The task | Each line of the listing below that includes "white" should be reported.

* * * * *

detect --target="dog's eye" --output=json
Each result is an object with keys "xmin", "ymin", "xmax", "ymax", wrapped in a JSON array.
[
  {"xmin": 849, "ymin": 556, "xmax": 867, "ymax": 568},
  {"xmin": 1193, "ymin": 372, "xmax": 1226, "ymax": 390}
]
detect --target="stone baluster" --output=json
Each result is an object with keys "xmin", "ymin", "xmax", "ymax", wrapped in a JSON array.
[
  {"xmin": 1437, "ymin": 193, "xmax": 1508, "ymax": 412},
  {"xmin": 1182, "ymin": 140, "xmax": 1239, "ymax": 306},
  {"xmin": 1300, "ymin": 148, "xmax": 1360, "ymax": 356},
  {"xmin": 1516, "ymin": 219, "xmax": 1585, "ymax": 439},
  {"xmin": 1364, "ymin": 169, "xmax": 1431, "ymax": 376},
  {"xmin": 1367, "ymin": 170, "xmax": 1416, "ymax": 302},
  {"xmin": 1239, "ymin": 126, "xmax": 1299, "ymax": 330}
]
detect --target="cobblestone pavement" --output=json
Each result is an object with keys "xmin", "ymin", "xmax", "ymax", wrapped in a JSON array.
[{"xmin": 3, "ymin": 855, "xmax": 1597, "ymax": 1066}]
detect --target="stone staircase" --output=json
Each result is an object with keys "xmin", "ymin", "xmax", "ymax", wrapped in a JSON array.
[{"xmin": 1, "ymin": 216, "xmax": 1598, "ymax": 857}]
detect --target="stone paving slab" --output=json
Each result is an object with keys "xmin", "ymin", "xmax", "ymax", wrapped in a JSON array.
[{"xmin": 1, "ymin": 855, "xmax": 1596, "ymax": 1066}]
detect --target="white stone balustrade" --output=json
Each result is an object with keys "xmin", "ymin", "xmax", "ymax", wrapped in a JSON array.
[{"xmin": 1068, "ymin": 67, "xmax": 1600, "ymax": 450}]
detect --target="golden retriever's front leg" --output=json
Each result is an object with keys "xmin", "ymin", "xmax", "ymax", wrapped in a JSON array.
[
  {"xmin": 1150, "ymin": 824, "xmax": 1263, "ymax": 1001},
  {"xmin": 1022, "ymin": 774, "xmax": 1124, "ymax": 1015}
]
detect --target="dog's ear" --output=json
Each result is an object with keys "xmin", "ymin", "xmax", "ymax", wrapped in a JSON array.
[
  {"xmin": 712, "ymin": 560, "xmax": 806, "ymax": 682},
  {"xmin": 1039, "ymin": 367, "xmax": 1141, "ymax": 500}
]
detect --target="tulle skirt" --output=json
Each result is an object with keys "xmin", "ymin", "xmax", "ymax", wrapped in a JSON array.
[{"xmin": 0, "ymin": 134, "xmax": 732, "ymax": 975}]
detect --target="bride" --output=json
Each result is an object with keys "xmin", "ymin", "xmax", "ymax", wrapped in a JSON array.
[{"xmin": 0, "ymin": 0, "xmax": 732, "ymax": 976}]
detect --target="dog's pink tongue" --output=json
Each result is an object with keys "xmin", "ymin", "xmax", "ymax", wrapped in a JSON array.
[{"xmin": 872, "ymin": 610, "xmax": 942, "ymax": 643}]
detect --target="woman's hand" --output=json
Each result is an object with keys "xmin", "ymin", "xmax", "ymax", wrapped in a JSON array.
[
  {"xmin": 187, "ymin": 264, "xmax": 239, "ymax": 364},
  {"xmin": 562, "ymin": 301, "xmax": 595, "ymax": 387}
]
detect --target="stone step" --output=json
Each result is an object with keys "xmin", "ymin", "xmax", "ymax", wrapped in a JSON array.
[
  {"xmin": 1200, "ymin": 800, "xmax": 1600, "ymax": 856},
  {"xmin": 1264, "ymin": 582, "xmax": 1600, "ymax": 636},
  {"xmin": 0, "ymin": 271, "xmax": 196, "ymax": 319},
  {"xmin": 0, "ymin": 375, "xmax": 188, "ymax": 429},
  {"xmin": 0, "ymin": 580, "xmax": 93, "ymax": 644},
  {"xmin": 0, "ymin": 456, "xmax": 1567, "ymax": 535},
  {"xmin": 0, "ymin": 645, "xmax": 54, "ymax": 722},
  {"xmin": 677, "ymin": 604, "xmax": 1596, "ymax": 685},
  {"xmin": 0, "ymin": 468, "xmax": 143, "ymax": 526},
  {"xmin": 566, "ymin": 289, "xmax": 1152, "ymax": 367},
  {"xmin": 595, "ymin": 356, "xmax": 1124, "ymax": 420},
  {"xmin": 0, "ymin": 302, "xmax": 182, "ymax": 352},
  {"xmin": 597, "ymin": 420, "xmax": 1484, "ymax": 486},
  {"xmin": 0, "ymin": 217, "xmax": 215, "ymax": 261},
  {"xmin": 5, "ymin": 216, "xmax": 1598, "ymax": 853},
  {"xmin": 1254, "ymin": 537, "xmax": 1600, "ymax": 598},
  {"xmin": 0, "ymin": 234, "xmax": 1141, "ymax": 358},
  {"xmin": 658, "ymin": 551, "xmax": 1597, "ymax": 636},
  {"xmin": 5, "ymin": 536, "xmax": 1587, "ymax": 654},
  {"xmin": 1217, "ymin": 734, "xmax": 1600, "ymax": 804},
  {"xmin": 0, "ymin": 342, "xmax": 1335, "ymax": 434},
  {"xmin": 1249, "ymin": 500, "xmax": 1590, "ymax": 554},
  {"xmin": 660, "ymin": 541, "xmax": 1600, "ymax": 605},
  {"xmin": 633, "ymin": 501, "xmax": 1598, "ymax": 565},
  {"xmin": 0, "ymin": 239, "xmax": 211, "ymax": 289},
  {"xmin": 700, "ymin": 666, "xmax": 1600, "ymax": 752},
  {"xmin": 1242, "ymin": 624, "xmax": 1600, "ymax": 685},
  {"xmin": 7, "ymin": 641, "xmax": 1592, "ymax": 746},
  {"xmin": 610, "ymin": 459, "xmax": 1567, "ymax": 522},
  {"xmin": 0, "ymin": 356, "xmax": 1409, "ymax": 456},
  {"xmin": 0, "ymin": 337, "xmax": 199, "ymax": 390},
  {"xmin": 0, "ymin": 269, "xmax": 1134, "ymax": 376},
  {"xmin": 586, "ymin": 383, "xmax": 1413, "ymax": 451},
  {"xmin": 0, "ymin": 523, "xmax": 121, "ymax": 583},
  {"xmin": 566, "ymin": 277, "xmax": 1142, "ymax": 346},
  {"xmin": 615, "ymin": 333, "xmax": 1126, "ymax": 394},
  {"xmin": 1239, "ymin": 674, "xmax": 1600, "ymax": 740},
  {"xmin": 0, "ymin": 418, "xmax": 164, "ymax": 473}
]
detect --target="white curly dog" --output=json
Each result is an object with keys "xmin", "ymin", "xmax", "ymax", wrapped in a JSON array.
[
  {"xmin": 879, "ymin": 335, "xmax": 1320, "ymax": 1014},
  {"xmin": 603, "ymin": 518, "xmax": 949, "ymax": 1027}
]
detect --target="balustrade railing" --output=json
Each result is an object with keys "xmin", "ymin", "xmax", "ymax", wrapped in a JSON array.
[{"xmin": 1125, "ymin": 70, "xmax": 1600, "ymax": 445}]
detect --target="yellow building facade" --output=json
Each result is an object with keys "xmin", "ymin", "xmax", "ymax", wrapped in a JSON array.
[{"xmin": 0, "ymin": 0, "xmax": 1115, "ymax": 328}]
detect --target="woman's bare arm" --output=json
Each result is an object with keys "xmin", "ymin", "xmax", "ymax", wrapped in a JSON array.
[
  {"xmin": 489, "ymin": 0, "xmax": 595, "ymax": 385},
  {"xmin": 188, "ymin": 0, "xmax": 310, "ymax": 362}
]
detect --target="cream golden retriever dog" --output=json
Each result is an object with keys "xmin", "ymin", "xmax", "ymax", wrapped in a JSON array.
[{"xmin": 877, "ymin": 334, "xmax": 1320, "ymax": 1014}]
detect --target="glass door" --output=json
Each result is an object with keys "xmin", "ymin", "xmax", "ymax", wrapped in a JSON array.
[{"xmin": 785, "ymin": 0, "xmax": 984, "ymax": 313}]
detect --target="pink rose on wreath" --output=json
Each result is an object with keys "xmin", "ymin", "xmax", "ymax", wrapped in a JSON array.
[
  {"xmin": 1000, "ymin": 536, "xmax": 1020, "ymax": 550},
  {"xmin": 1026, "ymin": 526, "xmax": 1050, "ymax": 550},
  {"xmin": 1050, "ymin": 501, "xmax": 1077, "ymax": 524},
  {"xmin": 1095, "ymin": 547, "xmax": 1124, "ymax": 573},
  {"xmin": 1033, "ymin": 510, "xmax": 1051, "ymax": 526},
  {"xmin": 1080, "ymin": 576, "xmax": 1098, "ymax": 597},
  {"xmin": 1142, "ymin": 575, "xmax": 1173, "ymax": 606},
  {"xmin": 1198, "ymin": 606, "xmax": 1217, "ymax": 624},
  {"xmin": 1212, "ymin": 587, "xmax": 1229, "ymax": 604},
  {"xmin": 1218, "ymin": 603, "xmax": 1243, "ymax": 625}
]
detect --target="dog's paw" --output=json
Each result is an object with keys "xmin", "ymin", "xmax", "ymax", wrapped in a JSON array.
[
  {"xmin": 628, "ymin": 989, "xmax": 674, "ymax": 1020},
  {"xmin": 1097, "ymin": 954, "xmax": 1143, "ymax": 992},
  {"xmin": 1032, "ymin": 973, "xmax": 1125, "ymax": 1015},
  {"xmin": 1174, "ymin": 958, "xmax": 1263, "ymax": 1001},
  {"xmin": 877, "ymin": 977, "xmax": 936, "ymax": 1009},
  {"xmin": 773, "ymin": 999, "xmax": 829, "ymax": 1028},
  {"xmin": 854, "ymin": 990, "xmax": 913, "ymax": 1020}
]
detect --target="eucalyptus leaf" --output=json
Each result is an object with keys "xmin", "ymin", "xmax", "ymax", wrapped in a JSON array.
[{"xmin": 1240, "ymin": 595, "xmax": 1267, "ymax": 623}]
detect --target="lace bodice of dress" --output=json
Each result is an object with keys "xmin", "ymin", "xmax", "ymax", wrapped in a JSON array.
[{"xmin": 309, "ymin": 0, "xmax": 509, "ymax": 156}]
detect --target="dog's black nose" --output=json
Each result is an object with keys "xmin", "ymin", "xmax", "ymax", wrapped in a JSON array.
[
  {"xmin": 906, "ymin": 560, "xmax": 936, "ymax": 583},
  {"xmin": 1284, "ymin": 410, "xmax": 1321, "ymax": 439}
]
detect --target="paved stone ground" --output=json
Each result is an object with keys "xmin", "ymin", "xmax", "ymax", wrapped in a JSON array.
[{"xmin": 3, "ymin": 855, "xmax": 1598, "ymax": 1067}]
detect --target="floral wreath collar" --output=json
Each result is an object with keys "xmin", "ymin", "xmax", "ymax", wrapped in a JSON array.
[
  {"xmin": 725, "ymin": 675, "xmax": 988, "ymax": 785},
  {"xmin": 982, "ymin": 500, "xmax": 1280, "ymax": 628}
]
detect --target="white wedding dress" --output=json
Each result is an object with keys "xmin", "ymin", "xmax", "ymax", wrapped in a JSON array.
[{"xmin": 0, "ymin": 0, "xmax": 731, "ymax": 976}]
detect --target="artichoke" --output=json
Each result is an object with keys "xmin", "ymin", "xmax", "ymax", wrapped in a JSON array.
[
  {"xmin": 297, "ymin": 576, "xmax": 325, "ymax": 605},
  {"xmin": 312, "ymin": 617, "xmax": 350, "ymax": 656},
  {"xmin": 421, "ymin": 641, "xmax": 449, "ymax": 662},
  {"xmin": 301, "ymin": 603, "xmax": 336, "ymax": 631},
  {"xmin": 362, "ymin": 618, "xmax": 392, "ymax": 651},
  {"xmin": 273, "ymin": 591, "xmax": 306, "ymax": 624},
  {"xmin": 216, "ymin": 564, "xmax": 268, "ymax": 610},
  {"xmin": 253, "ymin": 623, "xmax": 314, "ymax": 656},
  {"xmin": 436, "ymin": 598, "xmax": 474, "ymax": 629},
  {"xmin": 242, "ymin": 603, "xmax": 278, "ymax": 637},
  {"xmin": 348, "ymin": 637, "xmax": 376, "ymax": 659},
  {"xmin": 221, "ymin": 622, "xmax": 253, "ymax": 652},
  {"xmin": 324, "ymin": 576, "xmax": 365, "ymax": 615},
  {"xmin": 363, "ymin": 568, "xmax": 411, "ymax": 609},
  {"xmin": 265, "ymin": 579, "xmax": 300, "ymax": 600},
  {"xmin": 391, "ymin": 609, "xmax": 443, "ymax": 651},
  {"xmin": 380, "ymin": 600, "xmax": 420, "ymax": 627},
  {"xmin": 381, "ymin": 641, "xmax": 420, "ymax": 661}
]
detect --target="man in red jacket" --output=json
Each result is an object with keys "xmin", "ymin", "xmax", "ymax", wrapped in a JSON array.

* * * * *

Response area |
detect --target="white stone balustrade" --output=json
detect --target="white curly dog" --output=json
detect --target="white wedding dress" --output=json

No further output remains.